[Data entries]
——

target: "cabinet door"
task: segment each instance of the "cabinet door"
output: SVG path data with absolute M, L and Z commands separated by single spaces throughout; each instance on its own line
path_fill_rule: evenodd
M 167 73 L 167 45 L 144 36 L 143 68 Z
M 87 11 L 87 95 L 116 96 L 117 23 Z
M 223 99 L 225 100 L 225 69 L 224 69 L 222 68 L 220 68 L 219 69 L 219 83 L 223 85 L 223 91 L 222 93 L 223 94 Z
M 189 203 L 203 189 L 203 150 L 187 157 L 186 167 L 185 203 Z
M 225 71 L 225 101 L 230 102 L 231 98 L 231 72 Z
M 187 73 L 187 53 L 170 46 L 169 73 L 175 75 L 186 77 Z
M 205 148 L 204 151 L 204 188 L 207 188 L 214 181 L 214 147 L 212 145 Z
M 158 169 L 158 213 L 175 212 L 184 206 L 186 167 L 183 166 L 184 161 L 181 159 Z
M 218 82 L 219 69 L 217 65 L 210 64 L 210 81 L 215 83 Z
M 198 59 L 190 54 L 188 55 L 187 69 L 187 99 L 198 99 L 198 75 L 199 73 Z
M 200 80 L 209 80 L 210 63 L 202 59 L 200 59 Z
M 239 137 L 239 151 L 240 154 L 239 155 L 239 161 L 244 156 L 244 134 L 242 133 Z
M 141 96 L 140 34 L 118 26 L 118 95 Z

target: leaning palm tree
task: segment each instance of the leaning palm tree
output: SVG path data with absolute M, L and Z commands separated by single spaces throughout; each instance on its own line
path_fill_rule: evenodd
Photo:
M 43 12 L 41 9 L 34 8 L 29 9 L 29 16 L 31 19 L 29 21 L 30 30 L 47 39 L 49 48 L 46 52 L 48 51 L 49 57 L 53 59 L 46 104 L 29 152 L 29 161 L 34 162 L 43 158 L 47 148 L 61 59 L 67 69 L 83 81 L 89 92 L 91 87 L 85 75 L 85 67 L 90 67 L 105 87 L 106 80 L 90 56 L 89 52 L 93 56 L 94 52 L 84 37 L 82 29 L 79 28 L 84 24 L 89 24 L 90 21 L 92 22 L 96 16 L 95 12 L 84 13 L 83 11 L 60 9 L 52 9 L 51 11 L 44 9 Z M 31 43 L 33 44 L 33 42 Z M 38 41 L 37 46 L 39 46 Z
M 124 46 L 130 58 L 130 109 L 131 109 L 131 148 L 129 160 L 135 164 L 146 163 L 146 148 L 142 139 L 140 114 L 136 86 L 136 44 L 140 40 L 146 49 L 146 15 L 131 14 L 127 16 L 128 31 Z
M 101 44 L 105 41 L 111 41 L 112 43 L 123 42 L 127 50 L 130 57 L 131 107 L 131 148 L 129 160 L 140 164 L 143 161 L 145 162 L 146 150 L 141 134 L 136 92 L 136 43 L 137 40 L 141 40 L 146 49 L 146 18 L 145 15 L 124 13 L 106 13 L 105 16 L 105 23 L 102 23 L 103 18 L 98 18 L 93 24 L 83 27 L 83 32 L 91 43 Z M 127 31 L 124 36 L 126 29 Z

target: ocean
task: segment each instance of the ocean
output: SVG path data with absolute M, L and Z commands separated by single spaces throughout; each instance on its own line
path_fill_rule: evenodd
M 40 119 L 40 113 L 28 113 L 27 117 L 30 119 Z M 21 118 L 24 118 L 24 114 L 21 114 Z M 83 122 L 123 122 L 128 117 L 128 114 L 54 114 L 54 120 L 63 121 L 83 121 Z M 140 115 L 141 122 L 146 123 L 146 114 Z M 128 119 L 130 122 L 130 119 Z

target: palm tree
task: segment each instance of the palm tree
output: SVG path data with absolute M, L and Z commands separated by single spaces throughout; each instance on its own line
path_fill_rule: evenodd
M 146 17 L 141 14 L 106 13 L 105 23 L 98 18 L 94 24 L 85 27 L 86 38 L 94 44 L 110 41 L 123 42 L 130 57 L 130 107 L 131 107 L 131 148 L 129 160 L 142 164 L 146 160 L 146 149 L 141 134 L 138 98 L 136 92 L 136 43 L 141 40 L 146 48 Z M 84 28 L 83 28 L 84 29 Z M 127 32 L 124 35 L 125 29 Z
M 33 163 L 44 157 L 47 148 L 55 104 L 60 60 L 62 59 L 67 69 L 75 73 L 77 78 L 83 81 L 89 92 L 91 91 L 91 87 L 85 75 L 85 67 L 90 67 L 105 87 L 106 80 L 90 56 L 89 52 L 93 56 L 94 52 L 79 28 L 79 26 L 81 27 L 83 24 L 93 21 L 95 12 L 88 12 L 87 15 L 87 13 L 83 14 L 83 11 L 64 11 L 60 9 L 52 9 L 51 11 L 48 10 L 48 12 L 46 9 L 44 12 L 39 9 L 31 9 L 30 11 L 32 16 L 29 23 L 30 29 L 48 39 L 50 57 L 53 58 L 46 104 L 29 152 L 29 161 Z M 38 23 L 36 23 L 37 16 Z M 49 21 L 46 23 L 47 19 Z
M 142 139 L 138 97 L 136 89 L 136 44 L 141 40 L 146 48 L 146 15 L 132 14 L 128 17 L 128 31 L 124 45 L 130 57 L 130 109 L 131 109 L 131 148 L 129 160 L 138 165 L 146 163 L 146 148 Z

——

GOAL OF THE EXERCISE: Rewrite the entries above, substituting "outline" for every occurrence of "segment" and leaving all other text unchanged.

SOLUTION BELOW:
target: "cabinet door"
task: outline each instance of the "cabinet door"
output: SVG path data with absolute M, L and Z commands separated by single spaces throughout; each instance on its own line
path_fill_rule: evenodd
M 167 73 L 167 45 L 144 36 L 143 68 Z
M 87 11 L 87 95 L 116 96 L 117 23 Z
M 223 99 L 225 100 L 225 69 L 224 69 L 222 68 L 220 68 L 219 69 L 219 83 L 223 85 L 223 91 L 222 93 L 223 94 Z
M 189 203 L 203 189 L 203 150 L 187 157 L 186 167 L 185 203 Z
M 225 71 L 225 101 L 230 102 L 231 98 L 231 72 Z
M 187 73 L 187 53 L 170 46 L 169 73 L 175 75 L 186 77 Z
M 205 148 L 204 151 L 204 188 L 207 188 L 214 181 L 214 147 L 212 145 Z
M 158 169 L 158 213 L 175 212 L 184 206 L 186 167 L 183 166 L 184 161 L 181 159 Z
M 218 82 L 219 69 L 217 65 L 210 64 L 210 81 L 215 83 Z
M 198 59 L 190 54 L 188 55 L 187 69 L 187 99 L 198 99 L 198 75 L 199 73 Z
M 200 80 L 209 80 L 210 63 L 202 59 L 200 59 Z
M 239 137 L 239 151 L 240 154 L 239 155 L 239 161 L 244 156 L 244 134 L 242 133 Z
M 141 96 L 140 34 L 118 26 L 118 95 Z

target: leaning palm tree
task: outline each instance of the leaning palm tree
output: SVG path data with absolute M, L and Z commands separated by single spaces throughout; each instance on its own line
path_fill_rule: evenodd
Photo:
M 43 12 L 41 9 L 34 8 L 29 9 L 29 16 L 31 19 L 29 21 L 30 30 L 47 39 L 49 48 L 46 52 L 48 51 L 49 57 L 53 59 L 46 104 L 29 152 L 29 161 L 34 162 L 43 158 L 47 148 L 61 59 L 67 69 L 83 81 L 89 92 L 91 87 L 85 75 L 85 67 L 90 67 L 105 87 L 106 80 L 90 56 L 89 52 L 93 56 L 94 52 L 84 37 L 82 29 L 79 28 L 84 24 L 89 24 L 90 21 L 92 22 L 96 16 L 95 12 L 84 13 L 83 11 L 60 9 L 52 9 L 51 11 L 44 9 Z M 31 43 L 33 44 L 33 42 Z M 38 41 L 37 46 L 39 46 Z
M 124 46 L 130 58 L 130 109 L 131 109 L 131 148 L 129 160 L 135 164 L 146 163 L 146 148 L 142 139 L 140 114 L 136 86 L 136 44 L 140 40 L 146 49 L 146 15 L 131 14 L 127 16 L 128 31 Z
M 101 44 L 105 41 L 111 41 L 112 43 L 123 42 L 127 50 L 130 57 L 131 107 L 131 148 L 129 160 L 140 164 L 143 161 L 145 162 L 146 150 L 141 134 L 136 92 L 136 43 L 137 40 L 141 40 L 146 49 L 146 18 L 145 15 L 124 13 L 106 13 L 105 16 L 105 23 L 102 23 L 103 18 L 98 18 L 93 24 L 83 27 L 83 32 L 91 43 Z M 127 31 L 124 36 L 126 29 Z

target: ocean
task: outline each instance of the ocean
output: SVG path data with absolute M, L and Z commands separated by single spaces throughout; each instance on its own line
path_fill_rule: evenodd
M 40 119 L 40 113 L 28 113 L 27 117 L 30 119 Z M 21 118 L 24 118 L 24 114 L 21 114 Z M 83 122 L 123 122 L 128 117 L 128 114 L 54 114 L 54 120 L 63 121 L 83 121 Z M 140 115 L 141 122 L 146 123 L 146 114 Z M 128 119 L 130 122 L 130 119 Z

target: palm tree
task: outline each instance of the palm tree
output: SVG path data with absolute M, L and Z commands separated by single spaces throughout; each instance on its own line
path_fill_rule: evenodd
M 146 17 L 141 14 L 106 13 L 105 23 L 98 18 L 94 24 L 85 27 L 86 38 L 94 44 L 110 41 L 123 42 L 130 57 L 130 107 L 131 107 L 131 148 L 129 160 L 142 164 L 146 160 L 146 149 L 141 134 L 138 98 L 136 92 L 136 43 L 141 40 L 146 48 Z M 84 28 L 83 28 L 84 29 Z M 127 32 L 124 35 L 125 29 Z
M 33 163 L 44 157 L 47 148 L 55 104 L 60 60 L 62 59 L 67 69 L 75 73 L 77 78 L 83 81 L 89 92 L 91 91 L 91 87 L 85 75 L 85 67 L 90 67 L 105 87 L 106 80 L 90 56 L 89 52 L 93 56 L 94 52 L 79 28 L 79 26 L 81 27 L 83 24 L 93 21 L 95 12 L 88 12 L 87 15 L 87 13 L 83 14 L 83 11 L 64 11 L 60 9 L 52 9 L 51 11 L 48 10 L 48 12 L 46 9 L 44 12 L 39 9 L 31 9 L 30 11 L 32 16 L 29 23 L 30 29 L 48 39 L 50 57 L 53 58 L 46 104 L 29 152 L 29 161 Z M 38 23 L 36 23 L 37 16 Z M 49 21 L 46 23 L 47 19 Z
M 142 139 L 138 97 L 136 89 L 136 44 L 141 40 L 146 48 L 146 15 L 132 14 L 128 17 L 128 31 L 124 45 L 130 57 L 130 109 L 131 109 L 131 148 L 129 160 L 138 165 L 146 163 L 146 148 Z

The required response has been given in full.